__TASK PROMPT__
Convert the lines of the records below into a numbered list, starting at the line that contains "Every instance gets a single point. Point out the player" and continuing through the end of the records. Leave out any blank lines.

═══ RECORD EXCERPTS ═══

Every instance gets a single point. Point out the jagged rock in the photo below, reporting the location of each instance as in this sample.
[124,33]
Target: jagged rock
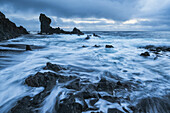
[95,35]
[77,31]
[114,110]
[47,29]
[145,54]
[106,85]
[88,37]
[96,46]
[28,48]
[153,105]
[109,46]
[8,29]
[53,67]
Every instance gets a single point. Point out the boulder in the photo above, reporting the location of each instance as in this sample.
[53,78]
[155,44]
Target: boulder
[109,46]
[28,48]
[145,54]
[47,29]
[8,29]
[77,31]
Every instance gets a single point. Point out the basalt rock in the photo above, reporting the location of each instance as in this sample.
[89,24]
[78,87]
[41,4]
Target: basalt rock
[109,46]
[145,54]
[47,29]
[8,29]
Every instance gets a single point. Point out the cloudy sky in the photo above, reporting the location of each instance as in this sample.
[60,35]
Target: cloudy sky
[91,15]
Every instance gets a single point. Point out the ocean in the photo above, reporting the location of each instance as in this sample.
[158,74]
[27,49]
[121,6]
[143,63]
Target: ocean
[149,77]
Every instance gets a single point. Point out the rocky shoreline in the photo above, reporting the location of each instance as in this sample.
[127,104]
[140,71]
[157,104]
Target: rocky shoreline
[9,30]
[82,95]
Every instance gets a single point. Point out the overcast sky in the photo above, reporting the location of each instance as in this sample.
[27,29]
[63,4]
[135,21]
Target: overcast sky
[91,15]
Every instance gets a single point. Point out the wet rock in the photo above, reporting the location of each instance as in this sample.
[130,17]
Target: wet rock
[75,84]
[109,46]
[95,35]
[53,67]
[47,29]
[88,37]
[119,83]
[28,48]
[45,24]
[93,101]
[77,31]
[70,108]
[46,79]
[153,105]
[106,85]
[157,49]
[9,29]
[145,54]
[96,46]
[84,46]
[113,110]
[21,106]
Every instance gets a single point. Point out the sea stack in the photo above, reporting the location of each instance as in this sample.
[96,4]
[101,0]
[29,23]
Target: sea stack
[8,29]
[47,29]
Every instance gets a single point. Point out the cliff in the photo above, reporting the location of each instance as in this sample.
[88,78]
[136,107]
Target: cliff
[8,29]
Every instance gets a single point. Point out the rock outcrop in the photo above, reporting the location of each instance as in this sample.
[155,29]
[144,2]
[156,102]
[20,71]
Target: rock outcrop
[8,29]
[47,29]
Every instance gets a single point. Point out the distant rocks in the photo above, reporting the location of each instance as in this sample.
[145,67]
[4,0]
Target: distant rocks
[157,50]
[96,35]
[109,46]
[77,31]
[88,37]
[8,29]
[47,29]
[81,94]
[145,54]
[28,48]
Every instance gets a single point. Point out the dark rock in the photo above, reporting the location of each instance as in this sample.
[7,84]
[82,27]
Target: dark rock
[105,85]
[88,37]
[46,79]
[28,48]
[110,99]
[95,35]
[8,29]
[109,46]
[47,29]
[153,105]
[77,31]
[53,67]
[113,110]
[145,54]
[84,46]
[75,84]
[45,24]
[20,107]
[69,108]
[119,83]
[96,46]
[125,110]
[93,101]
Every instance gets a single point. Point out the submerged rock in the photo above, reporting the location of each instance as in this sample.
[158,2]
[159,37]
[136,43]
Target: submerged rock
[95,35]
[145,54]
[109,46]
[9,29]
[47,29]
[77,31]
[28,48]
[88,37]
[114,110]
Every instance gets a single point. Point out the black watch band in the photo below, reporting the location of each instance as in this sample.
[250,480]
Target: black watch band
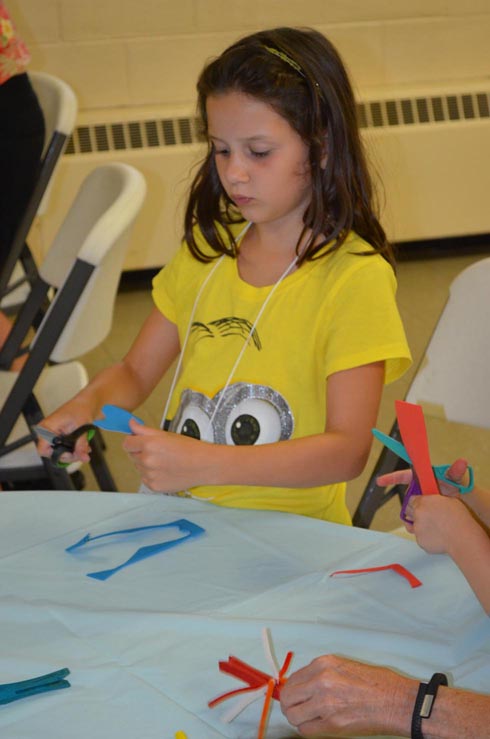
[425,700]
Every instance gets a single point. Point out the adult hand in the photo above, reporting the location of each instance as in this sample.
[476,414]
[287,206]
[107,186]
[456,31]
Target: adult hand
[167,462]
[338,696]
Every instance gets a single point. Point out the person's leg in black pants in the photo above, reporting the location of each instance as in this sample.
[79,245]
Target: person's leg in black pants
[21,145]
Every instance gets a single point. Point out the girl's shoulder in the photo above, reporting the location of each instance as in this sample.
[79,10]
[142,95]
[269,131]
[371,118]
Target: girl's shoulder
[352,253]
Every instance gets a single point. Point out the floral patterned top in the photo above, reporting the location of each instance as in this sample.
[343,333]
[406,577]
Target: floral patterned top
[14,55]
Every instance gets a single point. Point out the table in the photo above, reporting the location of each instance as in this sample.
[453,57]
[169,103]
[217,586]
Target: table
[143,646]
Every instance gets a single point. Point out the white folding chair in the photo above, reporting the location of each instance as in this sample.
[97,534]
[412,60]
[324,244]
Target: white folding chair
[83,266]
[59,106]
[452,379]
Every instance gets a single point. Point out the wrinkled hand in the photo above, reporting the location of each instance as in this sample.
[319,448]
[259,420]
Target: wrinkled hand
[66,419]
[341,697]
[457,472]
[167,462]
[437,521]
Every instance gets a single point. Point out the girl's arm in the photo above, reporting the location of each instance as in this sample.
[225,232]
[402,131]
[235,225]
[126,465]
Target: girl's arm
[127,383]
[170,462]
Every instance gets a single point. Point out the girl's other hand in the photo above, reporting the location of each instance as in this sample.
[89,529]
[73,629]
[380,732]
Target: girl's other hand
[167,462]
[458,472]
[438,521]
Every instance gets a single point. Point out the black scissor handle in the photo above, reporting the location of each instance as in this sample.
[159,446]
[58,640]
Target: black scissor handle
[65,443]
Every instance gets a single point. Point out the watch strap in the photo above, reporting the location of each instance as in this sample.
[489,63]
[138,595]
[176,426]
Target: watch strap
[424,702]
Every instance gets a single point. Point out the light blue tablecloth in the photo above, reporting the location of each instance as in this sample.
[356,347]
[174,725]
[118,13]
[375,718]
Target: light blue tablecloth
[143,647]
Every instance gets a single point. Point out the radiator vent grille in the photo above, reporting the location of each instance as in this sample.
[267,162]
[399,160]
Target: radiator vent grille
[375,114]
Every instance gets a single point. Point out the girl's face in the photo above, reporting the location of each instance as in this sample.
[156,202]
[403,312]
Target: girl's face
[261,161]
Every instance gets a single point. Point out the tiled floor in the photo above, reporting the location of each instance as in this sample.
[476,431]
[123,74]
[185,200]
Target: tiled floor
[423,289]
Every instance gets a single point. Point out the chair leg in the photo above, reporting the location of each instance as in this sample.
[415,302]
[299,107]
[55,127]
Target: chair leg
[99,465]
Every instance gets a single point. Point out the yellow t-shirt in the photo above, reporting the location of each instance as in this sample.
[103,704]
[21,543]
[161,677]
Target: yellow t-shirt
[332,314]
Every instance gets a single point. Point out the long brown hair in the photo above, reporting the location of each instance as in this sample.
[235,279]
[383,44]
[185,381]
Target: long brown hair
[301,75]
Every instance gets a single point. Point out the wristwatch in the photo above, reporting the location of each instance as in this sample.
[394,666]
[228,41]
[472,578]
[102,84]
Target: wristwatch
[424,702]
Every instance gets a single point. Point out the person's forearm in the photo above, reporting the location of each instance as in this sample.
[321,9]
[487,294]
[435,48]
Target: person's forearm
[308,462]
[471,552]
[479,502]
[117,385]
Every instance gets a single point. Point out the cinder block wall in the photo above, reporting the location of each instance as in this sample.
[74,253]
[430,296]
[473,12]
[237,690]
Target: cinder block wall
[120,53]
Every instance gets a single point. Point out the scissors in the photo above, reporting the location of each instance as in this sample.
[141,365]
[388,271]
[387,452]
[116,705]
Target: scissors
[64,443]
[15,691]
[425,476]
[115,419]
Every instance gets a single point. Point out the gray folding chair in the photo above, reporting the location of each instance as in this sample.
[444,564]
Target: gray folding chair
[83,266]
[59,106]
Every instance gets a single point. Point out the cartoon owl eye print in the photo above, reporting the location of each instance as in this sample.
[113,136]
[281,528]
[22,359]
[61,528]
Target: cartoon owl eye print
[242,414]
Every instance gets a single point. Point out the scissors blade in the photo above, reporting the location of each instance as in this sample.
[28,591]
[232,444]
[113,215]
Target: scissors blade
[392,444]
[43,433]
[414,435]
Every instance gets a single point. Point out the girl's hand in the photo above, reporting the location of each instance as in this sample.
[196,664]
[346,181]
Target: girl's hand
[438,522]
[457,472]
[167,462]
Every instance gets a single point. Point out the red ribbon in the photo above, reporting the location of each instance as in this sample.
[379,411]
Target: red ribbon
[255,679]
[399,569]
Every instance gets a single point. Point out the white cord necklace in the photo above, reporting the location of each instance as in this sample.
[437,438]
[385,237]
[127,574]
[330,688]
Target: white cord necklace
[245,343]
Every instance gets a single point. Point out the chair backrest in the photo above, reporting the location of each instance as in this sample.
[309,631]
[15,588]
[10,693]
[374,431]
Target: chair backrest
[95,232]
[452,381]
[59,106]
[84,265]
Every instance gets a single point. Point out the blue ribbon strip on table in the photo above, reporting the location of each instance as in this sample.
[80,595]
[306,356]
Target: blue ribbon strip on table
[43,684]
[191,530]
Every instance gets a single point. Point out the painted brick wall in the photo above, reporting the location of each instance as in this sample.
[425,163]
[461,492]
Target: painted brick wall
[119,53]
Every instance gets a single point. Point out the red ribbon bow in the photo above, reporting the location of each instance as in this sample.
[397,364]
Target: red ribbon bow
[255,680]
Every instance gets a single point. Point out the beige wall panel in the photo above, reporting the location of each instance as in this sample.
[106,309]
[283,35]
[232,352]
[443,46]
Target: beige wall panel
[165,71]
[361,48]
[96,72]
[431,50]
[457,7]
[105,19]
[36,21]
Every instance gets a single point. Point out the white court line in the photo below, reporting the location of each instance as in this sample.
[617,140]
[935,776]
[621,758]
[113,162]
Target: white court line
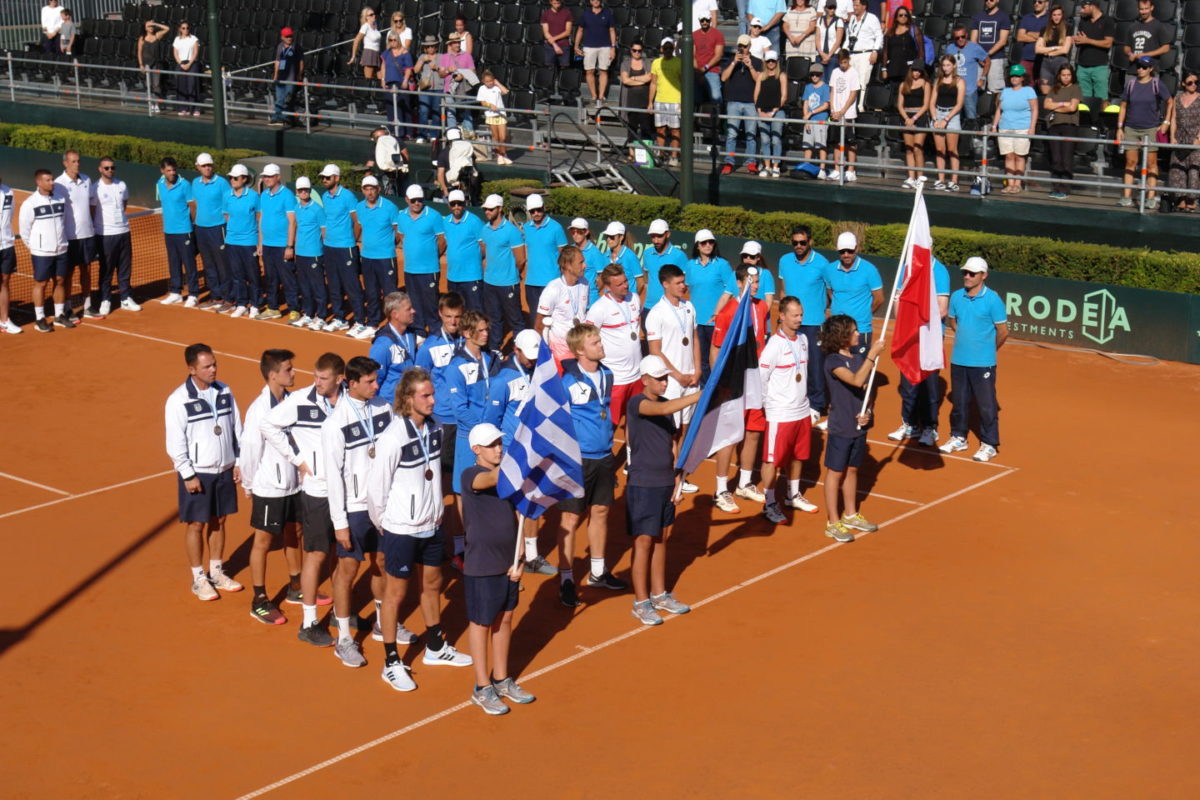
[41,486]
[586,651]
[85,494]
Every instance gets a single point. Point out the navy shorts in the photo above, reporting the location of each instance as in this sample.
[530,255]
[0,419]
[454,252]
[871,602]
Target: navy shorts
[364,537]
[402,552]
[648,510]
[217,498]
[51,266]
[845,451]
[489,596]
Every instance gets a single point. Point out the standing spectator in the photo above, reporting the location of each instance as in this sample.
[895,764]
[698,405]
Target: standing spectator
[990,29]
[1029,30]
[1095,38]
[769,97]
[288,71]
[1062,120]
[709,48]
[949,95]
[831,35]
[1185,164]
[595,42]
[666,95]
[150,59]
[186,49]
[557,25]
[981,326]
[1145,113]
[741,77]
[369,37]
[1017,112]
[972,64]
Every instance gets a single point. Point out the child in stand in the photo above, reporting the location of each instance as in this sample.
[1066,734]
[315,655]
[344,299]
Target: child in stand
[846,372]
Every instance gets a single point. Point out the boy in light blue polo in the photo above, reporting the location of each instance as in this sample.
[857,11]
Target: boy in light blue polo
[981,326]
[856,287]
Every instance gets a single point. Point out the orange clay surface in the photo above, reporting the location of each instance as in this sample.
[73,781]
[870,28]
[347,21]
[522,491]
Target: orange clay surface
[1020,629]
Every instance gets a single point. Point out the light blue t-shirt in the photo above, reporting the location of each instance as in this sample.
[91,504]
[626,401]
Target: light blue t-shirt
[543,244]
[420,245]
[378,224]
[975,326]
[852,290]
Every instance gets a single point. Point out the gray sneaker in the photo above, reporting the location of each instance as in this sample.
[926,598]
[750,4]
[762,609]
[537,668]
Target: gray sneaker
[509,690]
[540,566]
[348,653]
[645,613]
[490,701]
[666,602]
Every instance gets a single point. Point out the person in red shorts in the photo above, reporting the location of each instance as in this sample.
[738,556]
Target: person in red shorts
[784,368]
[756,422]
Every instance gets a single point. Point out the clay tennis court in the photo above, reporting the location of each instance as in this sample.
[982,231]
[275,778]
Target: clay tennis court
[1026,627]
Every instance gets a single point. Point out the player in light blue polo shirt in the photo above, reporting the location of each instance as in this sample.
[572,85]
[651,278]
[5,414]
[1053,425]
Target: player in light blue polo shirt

═══

__FINISHED TASK__
1. Every instance gets a single point. Point out the player in light blue polo shirt in the photo above, reporting the location of each instance as in this sample.
2. [572,85]
3. [651,278]
4. [5,414]
5. [1053,425]
6. Target: player in light blue polo shirt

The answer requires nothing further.